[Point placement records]
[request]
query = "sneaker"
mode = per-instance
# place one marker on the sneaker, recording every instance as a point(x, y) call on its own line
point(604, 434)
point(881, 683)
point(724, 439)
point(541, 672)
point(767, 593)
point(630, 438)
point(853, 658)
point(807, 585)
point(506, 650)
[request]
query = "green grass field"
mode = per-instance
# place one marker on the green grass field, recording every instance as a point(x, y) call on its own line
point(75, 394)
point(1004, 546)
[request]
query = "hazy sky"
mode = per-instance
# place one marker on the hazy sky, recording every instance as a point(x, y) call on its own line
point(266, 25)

* * *

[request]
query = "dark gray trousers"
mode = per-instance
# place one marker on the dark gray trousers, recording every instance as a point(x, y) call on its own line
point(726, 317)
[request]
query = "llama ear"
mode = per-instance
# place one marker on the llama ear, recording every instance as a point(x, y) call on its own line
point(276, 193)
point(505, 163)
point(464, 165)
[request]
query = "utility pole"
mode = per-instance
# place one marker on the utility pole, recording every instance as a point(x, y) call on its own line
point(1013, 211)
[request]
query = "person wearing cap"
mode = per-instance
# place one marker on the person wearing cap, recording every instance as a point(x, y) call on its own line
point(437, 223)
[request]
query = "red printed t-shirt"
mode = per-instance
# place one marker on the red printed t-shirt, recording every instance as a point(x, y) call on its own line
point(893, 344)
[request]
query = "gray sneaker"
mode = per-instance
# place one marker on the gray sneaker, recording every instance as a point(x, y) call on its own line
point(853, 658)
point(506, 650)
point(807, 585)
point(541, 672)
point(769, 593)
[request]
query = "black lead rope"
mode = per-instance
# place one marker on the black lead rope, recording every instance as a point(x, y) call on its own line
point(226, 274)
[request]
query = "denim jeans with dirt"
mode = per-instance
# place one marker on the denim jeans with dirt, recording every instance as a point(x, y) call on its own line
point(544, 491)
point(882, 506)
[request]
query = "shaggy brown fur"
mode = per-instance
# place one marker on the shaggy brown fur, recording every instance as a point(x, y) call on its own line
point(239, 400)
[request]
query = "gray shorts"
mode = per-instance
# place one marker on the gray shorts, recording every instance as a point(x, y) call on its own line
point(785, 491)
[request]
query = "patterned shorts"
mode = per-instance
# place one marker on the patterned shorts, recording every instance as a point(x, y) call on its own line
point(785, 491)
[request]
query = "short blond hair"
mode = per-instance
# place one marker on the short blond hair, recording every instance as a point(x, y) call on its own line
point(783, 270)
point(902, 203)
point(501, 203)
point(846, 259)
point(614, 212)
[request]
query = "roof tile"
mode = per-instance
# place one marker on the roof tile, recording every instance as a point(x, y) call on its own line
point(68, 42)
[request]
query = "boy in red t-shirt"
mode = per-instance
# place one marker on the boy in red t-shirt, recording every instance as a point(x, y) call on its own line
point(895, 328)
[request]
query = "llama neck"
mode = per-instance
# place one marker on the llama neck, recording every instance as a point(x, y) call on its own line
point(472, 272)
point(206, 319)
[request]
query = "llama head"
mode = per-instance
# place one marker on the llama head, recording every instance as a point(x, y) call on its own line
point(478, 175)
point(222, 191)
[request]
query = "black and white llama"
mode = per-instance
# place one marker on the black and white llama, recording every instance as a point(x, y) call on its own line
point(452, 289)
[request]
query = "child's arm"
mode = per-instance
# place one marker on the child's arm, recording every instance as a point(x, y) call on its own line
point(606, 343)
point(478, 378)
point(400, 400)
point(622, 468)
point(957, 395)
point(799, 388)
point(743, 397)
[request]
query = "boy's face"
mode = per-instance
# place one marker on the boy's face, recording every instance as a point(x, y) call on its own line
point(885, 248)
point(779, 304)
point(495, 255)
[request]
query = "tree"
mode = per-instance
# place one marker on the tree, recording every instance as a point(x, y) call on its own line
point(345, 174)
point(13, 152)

...

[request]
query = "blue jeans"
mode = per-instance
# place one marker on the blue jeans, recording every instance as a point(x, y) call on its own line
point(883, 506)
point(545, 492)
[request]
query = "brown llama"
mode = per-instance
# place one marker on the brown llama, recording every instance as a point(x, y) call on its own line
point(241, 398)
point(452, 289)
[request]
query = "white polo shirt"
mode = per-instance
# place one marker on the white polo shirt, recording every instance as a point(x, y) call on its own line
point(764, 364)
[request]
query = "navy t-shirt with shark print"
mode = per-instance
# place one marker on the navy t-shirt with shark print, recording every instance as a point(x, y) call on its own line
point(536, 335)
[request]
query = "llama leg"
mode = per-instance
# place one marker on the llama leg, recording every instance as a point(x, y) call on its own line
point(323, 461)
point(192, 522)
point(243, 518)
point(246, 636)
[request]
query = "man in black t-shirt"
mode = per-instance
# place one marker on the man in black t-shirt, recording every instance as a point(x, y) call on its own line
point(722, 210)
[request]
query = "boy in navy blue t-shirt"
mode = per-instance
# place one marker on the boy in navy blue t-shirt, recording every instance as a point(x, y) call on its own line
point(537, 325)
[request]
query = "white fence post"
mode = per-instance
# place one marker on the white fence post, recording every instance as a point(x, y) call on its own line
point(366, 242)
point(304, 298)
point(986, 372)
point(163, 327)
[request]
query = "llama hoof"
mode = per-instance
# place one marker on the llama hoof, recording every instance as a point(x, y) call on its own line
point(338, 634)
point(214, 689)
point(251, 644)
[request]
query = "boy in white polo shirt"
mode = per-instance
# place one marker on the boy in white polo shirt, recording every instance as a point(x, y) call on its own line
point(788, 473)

▶ _What to do_:
Determine how many lines of the material above contain the string "wearing", with case counting. Reply with the number alone.

▶ _Reply to the exercise_:
2